# Tarea asignada
Escribe una continuación del fragmento sobre el petróleo en Noruega que aparece más abajo, empezando justo después de su última oración.

# Fragmento de página
Los chicos, de no más de 10 años, tienen en sus manos los controles de una perforadora gigante taladrando el fondo del mar del Norte, en aguas noruegas a 300 kilómetros de la costa. La plataforma es un edificio gigante, una cancha de fútbol, 200.000 toneladas de metal apoyadas sobre cuatro columnas infinitas. La perforación debe hacer una curva perfecta para conectar con la veta y extraer la mayor cantidad de petróleo posible. Es difícil. Los chicos no logran controlar el taladro que se sacude más allá de sus fuerzas, empieza a romper las paredes laterales, sacude la plataforma como si estuviera a punto de estallar. La presión sobre sus manos pequeñas es ingobernable. El fracaso dejará un tendal financiero. No sólo eso: a la izquierda de uno de los controles, una señal roja intermitente señala el peligro de destrucción de las maquinarias. Las chances de una explosión de consecuencias difíciles de imaginar no están a la vista.
Los chicos juegan a sacar petróleo, el deporte nacional de Noruega. Una de las mayores atracciones del Museo del Petróleo en Stavanger o el VilVite, el Centro de Ciencia de Bergen montado en cooperación con la empresa petrolera estatal Equinor, es el simulador de una plataforma petrolera. Al final de cada intento, el visitante no solo extrae crudo del fondo del mar sino que aprende cuánto ha colaborado al tesoro nacional, al presupuesto y al Fondo Soberano más grande del mundo que deja algo así como 240.000 dólares para cada uno de los cinco millones de residentes en Noruega. Orgullo nacional, la fuente de los milagros.
¿Hay una historia? Si hay una historia empieza el 23 de diciembre de 1969, cuando el jefe de la Phillips Petroleum en Noruega llamó al Ministerio de Industria con un mensaje: “Creo que acá tenemos un pozo petrolero”.? ? El “regalo de navidad de 1969”. No cualquier regalo: Ekofisk resultó ser uno de los pozos petroleros y gasíferos offshore más grandes del mundo. Noruega se convirtió de la noche a la mañana en un gigante de los hidrocarburos y, un par de noches y mañanas después, en uno de los países más prósperos de la tierra.

# Material
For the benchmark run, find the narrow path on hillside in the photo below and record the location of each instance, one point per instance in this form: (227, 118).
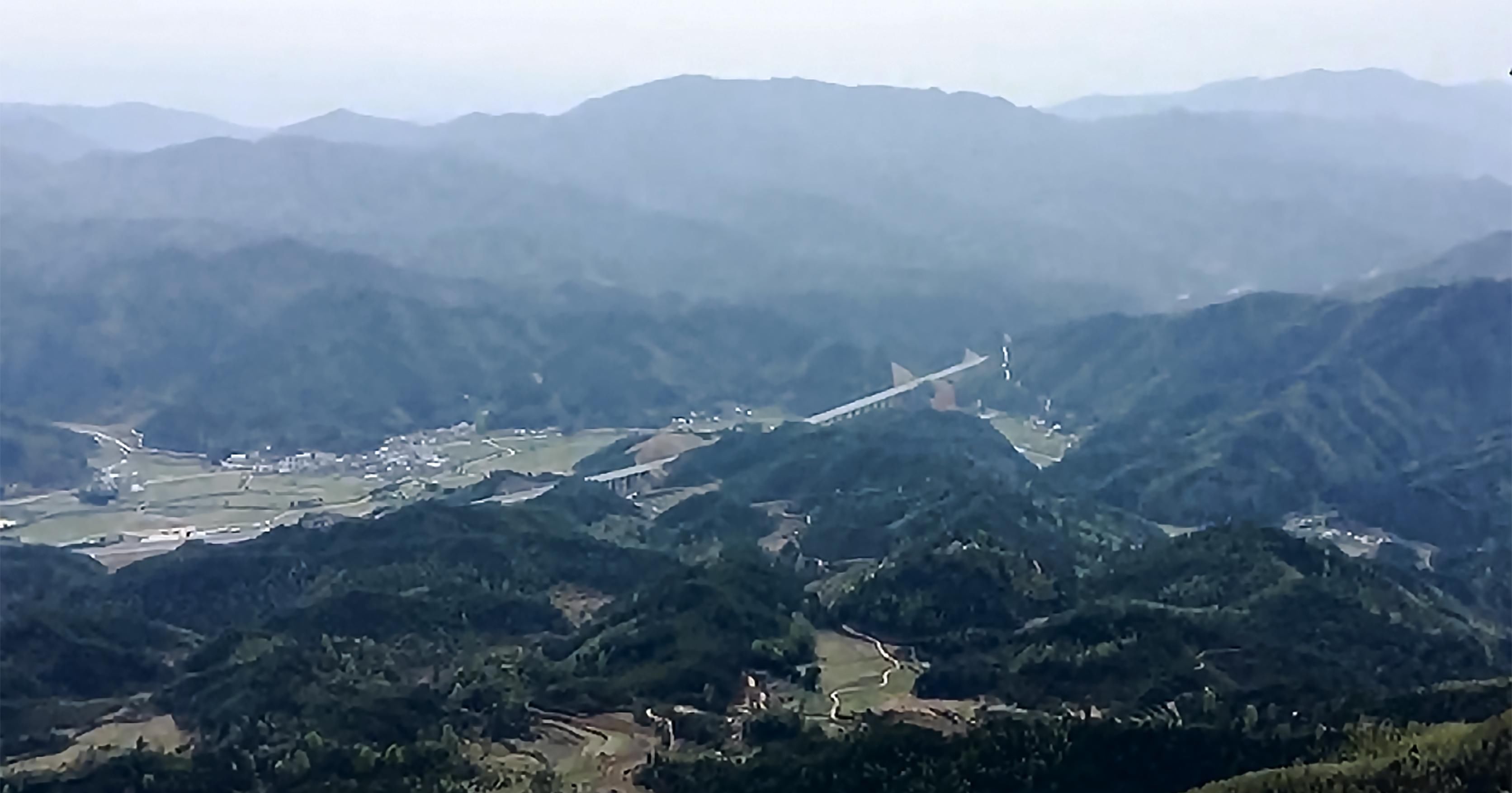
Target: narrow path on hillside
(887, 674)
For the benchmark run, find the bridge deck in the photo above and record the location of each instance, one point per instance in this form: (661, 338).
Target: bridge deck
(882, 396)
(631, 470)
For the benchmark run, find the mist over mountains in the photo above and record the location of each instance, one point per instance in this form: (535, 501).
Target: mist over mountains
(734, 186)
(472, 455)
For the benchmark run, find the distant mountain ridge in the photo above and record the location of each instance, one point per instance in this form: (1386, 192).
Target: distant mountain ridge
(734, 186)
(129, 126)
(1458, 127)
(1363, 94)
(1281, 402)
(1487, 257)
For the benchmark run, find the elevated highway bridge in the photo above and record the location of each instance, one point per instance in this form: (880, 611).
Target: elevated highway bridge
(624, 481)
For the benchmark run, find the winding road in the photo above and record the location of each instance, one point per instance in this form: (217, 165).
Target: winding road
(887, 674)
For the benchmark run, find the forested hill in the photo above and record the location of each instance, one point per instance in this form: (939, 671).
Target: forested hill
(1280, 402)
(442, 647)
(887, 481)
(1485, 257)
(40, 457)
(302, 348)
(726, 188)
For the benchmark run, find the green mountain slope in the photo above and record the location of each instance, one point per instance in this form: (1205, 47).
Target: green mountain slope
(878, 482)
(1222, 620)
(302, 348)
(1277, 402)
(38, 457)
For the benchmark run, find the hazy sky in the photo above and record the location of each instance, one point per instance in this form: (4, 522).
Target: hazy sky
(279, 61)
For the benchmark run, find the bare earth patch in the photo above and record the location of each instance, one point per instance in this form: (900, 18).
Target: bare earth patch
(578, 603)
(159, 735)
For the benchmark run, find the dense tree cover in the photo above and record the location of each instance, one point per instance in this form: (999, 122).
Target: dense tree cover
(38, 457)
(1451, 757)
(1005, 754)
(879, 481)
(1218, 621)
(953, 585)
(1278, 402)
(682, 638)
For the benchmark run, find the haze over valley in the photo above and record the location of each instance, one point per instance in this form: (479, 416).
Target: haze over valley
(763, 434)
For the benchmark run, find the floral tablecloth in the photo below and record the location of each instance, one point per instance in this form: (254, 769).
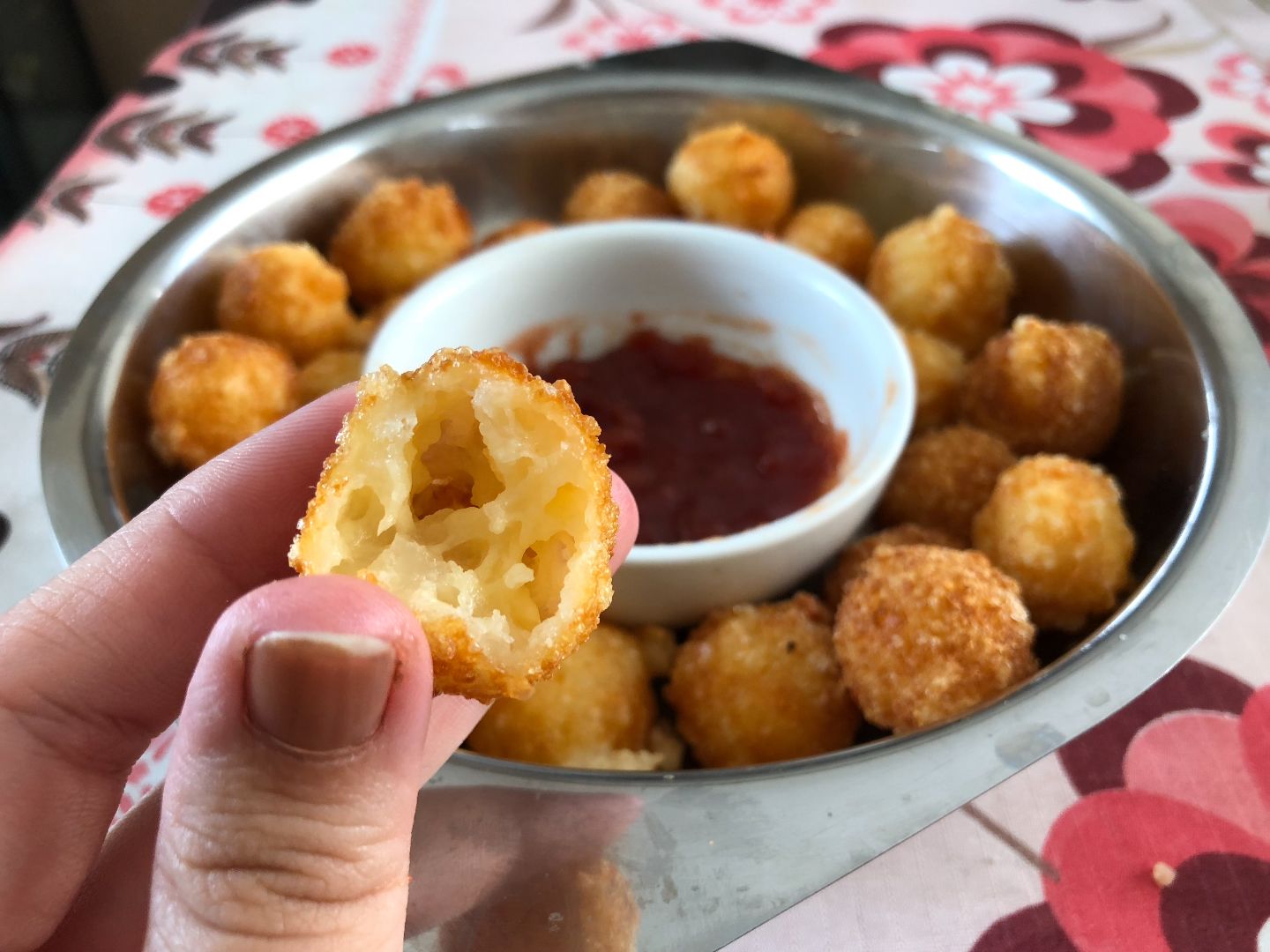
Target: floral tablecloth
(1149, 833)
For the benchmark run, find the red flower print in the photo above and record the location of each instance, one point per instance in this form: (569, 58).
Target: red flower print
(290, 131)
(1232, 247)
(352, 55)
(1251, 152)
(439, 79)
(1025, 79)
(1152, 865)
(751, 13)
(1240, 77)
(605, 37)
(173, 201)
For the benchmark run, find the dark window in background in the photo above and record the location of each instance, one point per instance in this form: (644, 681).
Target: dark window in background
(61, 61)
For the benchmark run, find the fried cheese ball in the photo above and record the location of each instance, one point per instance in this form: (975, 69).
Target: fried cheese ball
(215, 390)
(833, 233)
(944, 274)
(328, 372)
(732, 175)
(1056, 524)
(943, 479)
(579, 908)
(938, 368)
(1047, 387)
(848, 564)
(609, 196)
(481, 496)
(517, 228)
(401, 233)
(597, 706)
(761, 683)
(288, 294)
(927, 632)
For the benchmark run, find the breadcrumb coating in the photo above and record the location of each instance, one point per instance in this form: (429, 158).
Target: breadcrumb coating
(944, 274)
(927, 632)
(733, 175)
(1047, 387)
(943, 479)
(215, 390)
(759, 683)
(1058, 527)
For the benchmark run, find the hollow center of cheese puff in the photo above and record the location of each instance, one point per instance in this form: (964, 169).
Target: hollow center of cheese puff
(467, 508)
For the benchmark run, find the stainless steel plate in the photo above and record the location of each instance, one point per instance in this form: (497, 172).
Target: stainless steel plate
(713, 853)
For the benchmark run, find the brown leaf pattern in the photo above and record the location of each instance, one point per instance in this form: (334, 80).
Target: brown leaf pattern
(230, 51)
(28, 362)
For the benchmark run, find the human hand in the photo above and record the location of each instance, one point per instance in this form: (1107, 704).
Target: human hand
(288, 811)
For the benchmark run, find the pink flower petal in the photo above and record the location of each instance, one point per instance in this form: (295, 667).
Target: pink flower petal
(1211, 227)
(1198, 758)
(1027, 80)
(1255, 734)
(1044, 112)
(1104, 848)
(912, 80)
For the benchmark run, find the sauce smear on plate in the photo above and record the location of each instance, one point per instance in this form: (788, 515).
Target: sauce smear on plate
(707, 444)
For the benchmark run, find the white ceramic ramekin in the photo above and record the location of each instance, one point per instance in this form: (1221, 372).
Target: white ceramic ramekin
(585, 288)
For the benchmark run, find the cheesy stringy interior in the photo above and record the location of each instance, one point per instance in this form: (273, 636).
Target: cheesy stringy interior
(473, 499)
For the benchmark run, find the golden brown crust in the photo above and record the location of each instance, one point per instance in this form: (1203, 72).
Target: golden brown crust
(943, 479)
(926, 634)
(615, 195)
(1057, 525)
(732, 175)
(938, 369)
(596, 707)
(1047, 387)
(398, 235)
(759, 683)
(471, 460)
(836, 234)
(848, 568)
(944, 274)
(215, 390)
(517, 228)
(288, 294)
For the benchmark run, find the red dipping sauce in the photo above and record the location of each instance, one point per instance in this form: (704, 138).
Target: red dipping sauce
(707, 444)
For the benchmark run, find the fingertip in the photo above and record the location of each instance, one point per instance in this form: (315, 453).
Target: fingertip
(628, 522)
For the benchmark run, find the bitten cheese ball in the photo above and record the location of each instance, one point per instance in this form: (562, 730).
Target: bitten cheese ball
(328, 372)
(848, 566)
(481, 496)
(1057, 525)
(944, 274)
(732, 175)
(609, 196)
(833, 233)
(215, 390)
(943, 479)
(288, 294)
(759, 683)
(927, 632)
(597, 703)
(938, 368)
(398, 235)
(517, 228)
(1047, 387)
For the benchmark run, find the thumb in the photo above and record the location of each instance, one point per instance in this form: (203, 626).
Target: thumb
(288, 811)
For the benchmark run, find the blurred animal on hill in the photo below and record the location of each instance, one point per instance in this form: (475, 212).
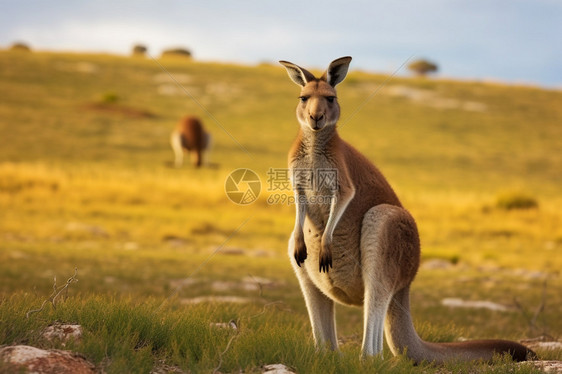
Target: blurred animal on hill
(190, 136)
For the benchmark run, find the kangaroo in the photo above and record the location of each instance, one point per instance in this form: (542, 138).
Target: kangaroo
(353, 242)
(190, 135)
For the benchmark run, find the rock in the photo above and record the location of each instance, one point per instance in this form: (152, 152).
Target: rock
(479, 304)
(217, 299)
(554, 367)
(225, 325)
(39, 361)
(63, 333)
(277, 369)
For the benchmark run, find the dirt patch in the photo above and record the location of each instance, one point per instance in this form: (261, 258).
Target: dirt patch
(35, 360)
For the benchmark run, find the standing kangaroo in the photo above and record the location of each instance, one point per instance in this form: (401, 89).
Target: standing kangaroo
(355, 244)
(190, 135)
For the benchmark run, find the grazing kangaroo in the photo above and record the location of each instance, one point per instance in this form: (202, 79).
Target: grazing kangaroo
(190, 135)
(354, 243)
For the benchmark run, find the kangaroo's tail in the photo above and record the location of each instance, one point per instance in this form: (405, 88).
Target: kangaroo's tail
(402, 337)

# Respuesta al problema
Para las últimas generaciones de noruegos, la riqueza descomunal derivada del petróleo es un dato de la realidad más evidente que el aire que respiran, mucho más cercana que la experiencia austera que caracterizó la vida social de este país hasta entrados los años 80. Por esos años, aun cuando el petróleo llegaba a representar un 20% del PBI, Noruega seguía siendo un país modesto. Hasta fines de los años 70 no era excepcional que en los complejos habitacionales de clase media y trabajadora de Oslo los baños fueran compartidos por piso. Las góndolas de un supermercado noruego cooperativo de esos años homenajeaban al libro de Naomi Klein, “No Logo”: los productos envueltos en azul y blanco llevaban el nombre del alimento y nada más. La industria láctea era estatal y la idea de la competencia era tan lejana que la empresa ni siquiera imprimía su marca, Fellesmeieriet, en los envases de leche o manteca. Odd Reitan, hoy uno de los hombres más ricos de Noruega, arrancó en 1979 con una tienda de supermercados que celebraba en su nombre la, para entonces, enorme cantidad de productos disponibles: Rema500 (el nombre cambió a Rema1000 poco después). Para la época en la que Maradona pulverizaba al mundo en el Mundial de México, el ingreso disponible promedio de un ciudadano noruego era apenas mayor que el de la Argentina. Inspirada en el experimento socialdemócrata, Noruega no era comunista como la acusaban los conservadores domésticos, pero en todo caso se parecía a la descripción ficticia que los jóvenes comunistas hacían de la Unión Soviética: un país con pocas diferencias y muchos sindicatos, y en el que las necesidades de todo el mundo estaban satisfechas (y sin gulags. Y con elecciones).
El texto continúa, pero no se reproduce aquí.